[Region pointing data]
● ● ● ●

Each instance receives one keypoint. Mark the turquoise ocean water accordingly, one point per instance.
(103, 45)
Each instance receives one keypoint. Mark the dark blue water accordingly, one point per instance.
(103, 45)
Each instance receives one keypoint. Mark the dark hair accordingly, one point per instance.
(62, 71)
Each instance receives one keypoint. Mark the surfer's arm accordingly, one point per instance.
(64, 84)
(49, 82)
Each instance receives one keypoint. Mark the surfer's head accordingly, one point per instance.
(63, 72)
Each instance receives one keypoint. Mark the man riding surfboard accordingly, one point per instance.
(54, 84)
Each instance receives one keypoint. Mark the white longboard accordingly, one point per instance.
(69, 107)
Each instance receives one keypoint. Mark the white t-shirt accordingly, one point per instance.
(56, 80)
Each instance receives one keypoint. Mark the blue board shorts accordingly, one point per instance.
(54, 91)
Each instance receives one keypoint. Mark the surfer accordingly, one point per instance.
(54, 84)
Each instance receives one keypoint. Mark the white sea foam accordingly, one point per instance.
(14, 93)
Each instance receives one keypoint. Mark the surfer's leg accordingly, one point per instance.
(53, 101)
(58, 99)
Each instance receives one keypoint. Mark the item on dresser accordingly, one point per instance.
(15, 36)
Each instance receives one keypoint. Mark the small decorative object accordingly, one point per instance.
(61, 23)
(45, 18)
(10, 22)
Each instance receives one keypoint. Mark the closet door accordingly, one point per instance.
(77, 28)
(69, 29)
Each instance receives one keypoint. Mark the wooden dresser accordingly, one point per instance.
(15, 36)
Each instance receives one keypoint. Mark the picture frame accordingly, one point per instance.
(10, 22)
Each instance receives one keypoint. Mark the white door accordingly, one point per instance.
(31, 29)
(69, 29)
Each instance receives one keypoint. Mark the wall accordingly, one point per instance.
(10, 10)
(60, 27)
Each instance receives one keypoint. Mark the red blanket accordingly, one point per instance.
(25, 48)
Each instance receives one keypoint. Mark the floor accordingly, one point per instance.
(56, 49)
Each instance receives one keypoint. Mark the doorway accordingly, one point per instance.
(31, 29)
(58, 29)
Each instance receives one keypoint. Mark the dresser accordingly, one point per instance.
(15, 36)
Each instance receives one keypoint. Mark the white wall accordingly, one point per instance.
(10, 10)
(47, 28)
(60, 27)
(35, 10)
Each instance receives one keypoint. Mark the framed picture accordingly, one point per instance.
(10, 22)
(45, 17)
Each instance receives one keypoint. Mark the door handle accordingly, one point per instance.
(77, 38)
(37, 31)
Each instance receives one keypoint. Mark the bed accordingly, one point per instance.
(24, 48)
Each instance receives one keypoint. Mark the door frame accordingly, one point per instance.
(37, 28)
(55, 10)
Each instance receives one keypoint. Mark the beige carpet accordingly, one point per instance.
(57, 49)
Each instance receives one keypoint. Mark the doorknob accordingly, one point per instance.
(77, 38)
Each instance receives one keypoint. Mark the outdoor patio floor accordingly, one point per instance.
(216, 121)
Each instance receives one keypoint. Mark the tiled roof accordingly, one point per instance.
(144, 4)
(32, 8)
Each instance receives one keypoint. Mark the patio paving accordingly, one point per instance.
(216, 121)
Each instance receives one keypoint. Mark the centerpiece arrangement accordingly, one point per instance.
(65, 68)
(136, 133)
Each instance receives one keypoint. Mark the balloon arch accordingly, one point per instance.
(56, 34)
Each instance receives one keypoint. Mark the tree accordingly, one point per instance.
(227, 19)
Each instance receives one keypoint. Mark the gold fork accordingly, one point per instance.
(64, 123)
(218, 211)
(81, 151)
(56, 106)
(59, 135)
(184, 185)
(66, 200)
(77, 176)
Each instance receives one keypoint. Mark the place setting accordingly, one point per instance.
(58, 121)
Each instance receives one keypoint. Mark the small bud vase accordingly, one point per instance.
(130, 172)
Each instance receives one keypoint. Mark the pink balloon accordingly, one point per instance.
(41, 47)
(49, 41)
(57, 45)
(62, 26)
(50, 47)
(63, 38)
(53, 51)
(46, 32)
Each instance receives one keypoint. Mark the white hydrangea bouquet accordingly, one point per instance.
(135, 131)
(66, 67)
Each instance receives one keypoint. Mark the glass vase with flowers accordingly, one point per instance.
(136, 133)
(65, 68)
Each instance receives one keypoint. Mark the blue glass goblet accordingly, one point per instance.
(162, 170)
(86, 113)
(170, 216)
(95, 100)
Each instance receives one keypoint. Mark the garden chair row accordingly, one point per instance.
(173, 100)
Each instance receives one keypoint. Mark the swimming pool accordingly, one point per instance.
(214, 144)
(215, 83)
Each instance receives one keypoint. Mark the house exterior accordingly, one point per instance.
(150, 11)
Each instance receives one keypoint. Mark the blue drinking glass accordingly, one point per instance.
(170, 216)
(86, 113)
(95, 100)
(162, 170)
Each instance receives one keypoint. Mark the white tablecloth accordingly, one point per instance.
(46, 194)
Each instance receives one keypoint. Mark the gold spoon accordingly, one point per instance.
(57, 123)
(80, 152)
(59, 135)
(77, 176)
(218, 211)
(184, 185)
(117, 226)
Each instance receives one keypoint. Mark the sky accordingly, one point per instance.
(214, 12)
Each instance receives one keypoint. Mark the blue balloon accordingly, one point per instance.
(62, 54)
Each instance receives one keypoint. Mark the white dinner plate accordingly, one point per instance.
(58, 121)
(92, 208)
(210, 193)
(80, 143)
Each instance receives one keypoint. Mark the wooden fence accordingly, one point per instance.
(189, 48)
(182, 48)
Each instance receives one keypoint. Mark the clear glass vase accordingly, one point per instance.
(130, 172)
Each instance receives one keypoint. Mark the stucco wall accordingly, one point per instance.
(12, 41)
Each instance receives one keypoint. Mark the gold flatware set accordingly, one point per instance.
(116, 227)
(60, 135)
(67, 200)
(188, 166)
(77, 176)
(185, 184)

● ● ● ●

[WORK REQUIRED] Transcribe each entry exactly.

[TASK RESULT]
Each instance receives one keypoint. Mark the turquoise ocean water accordingly, one point per instance.
(103, 45)
Each instance receives one keypoint. Mark the dark blue water accordingly, one point per instance.
(103, 45)
Each instance receives one keypoint. Mark the dark hair accordingly, one point per instance.
(62, 71)
Each instance receives one keypoint. Mark the surfer's arm accordingly, one point per instance.
(64, 84)
(49, 82)
Each instance receives one keypoint. Mark the surfer's head accordingly, one point per instance.
(63, 72)
Each instance receives one keypoint. Mark the man riding surfboard accordingly, one point per instance.
(54, 84)
Each instance receives one keypoint. Mark the white longboard accordingly, one point per instance.
(69, 107)
Each instance receives one keypoint. Mark the white t-shirt accordingly, one point per instance.
(56, 80)
Each instance receives one keypoint. Mark the blue board shorts accordingly, one point per instance.
(54, 91)
Each instance receives one keypoint. Mark the surfer accordingly, one point per instance.
(54, 84)
Each instance receives one keypoint. Mark the white sea foam accordingly, one point per instance.
(14, 93)
Each instance receives one keypoint. Mark the surfer's leg accordingly, one point per instance.
(53, 101)
(58, 99)
Each instance receives one keypoint. Mark the item on dresser accordingly, one point per instance.
(15, 36)
Each instance receives one keypoint. Mark the small decorative object accordingly, one point per instance.
(61, 23)
(45, 18)
(10, 22)
Each instance receives one keypoint. Mark the closet door accordingly, one point per instance.
(77, 28)
(69, 29)
Each instance receives one keypoint. Mark the wooden dresser accordingly, one point per instance.
(15, 36)
Each instance receives one keypoint. Mark the picture frame accordingly, one point per instance.
(10, 22)
Each instance receives one keypoint. Mark the white door accordingly, one point per instance.
(31, 29)
(69, 29)
Each instance receives one keypoint. Mark the wall accordingly, one point per instance.
(10, 10)
(60, 27)
Each instance receives one keypoint. Mark the red blanket accordingly, one point per instance.
(25, 48)
Each instance receives one keypoint. Mark the floor accordingly, one point per instance.
(56, 49)
Each instance receives one keypoint. Mark the doorway accordingly, one point per instance.
(31, 29)
(58, 29)
Each instance receives one keypoint. Mark the dresser accordingly, one point per instance.
(15, 36)
Each instance receives one keypoint. Mark the white wall accordingly, one point per instance.
(10, 10)
(47, 28)
(60, 27)
(35, 10)
Each instance receives one keypoint. Mark the framed picture accordingly, one point per instance.
(10, 22)
(45, 17)
Each instance receives one keypoint. Mark the door handle accordingly, one point per instance.
(77, 38)
(37, 31)
Each instance receives one keypoint. Mark the bed accordingly, one point per instance.
(24, 48)
Each instance receives one keypoint. Mark the door frame accordingly, one point per instance.
(37, 28)
(55, 10)
Each instance receives one keypoint. Mark the beige carpet accordingly, one point per instance.
(57, 49)
Each instance receives one keypoint. Mark the doorknob accordingly, one point per instance.
(77, 38)
Each instance receives one keypoint. Mark the outdoor patio floor accordingly, one point per instance.
(216, 121)
Each instance receives one keypoint. Mark the tiled roof accordingly, one point per instance.
(144, 4)
(32, 8)
Each instance receives one keypoint. Mark the patio paving accordingly, one point per instance.
(216, 121)
Each instance receives one keypoint. Mark the centerpiece arrangement accordingly, one point per instance.
(65, 68)
(136, 133)
Each instance receives one keypoint. Mark the balloon arch accordingly, one point per instance.
(56, 34)
Each instance receives one keypoint. Mark the tree accordingly, one point per instance.
(227, 19)
Each instance receives one keypoint. Mark the gold fork accordingly, one point per instance.
(64, 123)
(218, 211)
(81, 151)
(56, 106)
(59, 135)
(184, 185)
(66, 200)
(77, 176)
Each instance receives one keypoint. Mark the place setting accordingly, one point per instance.
(58, 121)
Each instance receives one keypoint. Mark the small bud vase accordingly, one point per instance.
(130, 172)
Each instance receives one keypoint. Mark the pink balloon accordingly, one point per instance.
(41, 47)
(49, 41)
(57, 45)
(62, 26)
(50, 47)
(63, 38)
(53, 51)
(46, 32)
Each instance receives one keypoint. Mark the white hydrangea bouquet accordingly, one point per instance.
(135, 131)
(66, 67)
Each instance receives one keypoint. Mark the glass vase with flowers accordingly, one point per instance.
(136, 133)
(65, 68)
Each instance receives one keypoint. Mark the blue glass goblet accordingly, one point per instance.
(162, 170)
(86, 113)
(170, 216)
(95, 100)
Each instance receives one keypoint. Mark the garden chair row accordingly, one point per instance.
(173, 100)
Each instance receives one keypoint. Mark the swimming pool accordingly, one point per instance.
(214, 144)
(215, 83)
Each instance receives one keypoint. Mark the house exterior accordingly, one point per instance.
(150, 11)
Each instance receives one keypoint. Mark the blue drinking glass accordingly, one point per instance.
(170, 216)
(86, 113)
(95, 100)
(162, 170)
Each instance receives one keypoint. Mark the white tablecloth accordingly, one point per instance.
(46, 194)
Each instance receives one keypoint. Mark the gold spoon accordingly, one point per instance.
(57, 123)
(80, 152)
(59, 135)
(77, 176)
(218, 211)
(184, 185)
(117, 226)
Each instance receives one keypoint. Mark the sky accordingly, one point per instance.
(214, 12)
Each instance receives one keypoint. Mark the blue balloon accordingly, one point per instance.
(62, 54)
Each instance receives one keypoint. Mark the white dinner plate accordingly, one point per instance.
(58, 121)
(92, 208)
(210, 193)
(80, 143)
Each instance receives one keypoint. Mark the wooden fence accordingly, one point per instance.
(189, 48)
(182, 48)
Each instance receives one keypoint. Mark the clear glass vase accordingly, one point per instance.
(130, 172)
Each instance receives one keypoint. Mark the stucco wall accordingly, one point per instance.
(12, 41)
Each instance receives one keypoint. Mark the gold flatware set accordingly, one point per instance.
(116, 227)
(60, 135)
(67, 200)
(188, 166)
(77, 176)
(185, 184)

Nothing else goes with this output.